Copy out word for word the lines from the very beginning up to and including the line with "column 126, row 114".

* start *

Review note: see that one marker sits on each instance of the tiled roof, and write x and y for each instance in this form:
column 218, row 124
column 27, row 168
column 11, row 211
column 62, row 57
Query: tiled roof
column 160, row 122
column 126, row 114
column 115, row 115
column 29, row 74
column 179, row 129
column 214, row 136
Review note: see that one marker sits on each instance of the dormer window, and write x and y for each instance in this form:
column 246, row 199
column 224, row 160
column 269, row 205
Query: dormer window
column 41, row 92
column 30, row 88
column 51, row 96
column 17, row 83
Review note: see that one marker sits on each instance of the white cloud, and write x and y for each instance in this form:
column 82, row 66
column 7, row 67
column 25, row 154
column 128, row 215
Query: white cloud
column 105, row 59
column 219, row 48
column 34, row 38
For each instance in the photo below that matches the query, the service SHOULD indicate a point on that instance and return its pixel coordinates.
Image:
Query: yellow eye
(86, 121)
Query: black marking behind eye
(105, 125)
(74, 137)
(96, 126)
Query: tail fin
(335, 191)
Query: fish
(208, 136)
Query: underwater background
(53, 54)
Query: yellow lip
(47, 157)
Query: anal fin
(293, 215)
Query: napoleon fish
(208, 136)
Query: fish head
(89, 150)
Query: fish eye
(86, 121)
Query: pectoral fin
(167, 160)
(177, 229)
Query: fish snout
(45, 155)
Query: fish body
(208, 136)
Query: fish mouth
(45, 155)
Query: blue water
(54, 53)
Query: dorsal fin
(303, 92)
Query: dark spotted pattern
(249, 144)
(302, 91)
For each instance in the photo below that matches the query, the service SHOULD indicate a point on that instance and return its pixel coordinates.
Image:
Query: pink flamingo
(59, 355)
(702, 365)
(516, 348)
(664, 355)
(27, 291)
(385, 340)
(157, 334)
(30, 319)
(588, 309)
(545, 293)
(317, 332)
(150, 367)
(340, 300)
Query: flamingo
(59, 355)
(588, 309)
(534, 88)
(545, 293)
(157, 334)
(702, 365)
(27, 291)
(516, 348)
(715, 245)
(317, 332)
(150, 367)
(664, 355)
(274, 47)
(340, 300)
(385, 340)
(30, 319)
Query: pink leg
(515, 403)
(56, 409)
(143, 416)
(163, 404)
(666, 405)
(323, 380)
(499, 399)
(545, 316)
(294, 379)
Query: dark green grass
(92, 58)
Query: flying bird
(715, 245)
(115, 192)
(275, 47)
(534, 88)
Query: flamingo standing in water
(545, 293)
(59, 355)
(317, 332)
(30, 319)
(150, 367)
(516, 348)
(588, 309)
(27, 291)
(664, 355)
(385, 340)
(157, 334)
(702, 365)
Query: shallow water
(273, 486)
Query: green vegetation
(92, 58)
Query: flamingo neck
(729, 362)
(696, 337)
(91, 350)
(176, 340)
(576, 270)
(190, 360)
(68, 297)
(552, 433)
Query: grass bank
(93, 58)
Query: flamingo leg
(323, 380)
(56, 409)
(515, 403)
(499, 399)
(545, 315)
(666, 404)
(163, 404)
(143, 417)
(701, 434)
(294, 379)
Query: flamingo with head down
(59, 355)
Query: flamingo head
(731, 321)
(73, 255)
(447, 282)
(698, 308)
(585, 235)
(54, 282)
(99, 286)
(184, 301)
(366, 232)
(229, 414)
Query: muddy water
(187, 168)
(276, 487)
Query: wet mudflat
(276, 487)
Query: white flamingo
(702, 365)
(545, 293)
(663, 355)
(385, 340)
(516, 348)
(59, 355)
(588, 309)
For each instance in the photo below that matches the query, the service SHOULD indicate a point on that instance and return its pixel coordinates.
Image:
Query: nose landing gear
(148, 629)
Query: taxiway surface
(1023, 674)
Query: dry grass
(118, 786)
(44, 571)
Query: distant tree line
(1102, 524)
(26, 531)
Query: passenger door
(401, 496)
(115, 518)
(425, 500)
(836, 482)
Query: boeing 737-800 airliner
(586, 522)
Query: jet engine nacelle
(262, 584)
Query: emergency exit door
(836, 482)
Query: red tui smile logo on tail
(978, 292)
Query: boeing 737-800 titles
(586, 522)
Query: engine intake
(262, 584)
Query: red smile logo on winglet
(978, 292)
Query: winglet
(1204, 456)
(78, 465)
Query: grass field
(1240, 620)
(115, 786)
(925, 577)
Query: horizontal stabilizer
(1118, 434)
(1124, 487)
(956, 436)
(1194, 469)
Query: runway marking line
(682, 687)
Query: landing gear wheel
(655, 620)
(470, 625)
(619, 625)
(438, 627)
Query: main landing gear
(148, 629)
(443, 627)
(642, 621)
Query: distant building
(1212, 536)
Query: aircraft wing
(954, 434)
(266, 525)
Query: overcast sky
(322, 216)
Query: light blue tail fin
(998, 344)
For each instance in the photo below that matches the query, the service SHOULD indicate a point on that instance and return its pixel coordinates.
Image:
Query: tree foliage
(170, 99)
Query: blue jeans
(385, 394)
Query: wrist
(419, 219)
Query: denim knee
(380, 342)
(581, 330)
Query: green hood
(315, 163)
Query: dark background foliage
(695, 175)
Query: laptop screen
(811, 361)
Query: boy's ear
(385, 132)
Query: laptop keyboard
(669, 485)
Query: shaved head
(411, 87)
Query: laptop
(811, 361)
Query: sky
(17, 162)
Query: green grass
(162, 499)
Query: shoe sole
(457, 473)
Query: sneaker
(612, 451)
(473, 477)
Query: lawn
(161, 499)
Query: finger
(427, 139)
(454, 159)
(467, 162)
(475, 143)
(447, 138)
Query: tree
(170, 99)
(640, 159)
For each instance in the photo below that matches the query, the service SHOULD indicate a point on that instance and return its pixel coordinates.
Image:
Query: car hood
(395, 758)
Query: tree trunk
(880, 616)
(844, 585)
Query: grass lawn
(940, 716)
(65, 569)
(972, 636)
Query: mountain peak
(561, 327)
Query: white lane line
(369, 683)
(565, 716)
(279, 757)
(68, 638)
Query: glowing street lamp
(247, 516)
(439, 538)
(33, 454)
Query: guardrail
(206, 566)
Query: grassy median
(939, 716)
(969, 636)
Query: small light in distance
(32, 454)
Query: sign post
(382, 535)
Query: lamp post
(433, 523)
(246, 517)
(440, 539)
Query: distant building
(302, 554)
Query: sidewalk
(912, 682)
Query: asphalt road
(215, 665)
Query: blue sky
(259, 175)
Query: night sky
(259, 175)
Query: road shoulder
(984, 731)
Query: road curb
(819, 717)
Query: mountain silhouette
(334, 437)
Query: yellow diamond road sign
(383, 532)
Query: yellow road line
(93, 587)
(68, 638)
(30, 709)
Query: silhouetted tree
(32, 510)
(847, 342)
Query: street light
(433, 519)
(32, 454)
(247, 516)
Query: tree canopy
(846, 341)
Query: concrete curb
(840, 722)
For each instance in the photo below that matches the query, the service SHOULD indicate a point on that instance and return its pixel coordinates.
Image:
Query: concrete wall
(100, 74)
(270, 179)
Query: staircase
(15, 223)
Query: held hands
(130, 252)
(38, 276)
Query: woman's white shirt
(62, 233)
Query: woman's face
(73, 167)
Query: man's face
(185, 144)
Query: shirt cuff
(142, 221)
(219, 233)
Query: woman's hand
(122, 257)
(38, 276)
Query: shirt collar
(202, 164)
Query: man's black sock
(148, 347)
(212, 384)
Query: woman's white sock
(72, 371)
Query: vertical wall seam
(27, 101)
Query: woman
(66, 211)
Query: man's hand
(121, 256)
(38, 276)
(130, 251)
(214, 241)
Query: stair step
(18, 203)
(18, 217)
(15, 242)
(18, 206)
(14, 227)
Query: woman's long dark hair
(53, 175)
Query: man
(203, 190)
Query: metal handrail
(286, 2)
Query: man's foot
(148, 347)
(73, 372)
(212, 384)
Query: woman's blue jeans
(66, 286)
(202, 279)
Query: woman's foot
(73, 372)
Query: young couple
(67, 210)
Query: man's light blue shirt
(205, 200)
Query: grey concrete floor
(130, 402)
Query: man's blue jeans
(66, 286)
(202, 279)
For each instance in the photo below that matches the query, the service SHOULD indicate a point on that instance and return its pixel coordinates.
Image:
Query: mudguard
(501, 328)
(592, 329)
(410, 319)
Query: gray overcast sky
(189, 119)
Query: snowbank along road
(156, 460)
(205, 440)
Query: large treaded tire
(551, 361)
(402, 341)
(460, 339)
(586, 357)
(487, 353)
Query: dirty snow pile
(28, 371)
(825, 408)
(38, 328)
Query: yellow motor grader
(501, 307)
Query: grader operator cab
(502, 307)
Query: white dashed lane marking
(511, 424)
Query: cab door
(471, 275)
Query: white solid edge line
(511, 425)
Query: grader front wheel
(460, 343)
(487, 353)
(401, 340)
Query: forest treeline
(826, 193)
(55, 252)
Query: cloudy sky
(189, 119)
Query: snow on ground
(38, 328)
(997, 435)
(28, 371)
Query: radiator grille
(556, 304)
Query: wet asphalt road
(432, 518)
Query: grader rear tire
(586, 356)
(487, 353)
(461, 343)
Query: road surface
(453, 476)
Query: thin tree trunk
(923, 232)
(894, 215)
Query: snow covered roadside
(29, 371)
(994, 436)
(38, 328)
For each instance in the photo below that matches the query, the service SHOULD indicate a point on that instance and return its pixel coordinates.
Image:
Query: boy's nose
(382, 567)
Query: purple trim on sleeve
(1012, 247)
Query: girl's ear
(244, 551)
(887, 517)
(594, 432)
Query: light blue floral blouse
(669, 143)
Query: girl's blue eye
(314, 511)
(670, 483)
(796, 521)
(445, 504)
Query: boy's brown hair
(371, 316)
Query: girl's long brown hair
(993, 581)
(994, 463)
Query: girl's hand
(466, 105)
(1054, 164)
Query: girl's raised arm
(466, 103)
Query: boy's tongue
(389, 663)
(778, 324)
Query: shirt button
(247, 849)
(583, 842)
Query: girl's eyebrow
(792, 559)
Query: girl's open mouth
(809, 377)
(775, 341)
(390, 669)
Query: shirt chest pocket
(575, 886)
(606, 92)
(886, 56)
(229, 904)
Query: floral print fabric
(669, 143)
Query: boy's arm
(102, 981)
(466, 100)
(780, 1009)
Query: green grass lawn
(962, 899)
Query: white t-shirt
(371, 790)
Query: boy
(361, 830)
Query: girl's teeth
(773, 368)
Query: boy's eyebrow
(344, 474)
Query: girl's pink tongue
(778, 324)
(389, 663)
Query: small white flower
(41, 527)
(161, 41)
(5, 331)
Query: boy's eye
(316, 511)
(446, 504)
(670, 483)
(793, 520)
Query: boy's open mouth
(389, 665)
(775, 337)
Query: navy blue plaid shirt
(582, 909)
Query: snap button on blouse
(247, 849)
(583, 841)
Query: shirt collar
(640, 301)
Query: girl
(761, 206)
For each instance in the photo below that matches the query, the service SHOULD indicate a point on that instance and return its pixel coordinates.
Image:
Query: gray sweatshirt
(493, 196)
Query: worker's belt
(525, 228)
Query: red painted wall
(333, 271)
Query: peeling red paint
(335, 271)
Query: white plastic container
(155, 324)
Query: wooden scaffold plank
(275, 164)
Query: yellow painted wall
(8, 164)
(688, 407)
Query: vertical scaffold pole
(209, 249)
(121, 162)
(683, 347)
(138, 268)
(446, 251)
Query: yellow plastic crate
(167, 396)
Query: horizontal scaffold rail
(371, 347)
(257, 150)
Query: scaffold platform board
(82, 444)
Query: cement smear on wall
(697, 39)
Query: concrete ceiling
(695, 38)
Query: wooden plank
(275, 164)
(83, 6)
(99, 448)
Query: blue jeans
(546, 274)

* end *

__EXPECTED OUTPUT__
Review note: see that one marker sits on each instance of the tiled roof, and write x and y for each instance in this form:
column 218, row 124
column 27, row 168
column 11, row 211
column 62, row 57
Query: tiled roof
column 160, row 122
column 126, row 114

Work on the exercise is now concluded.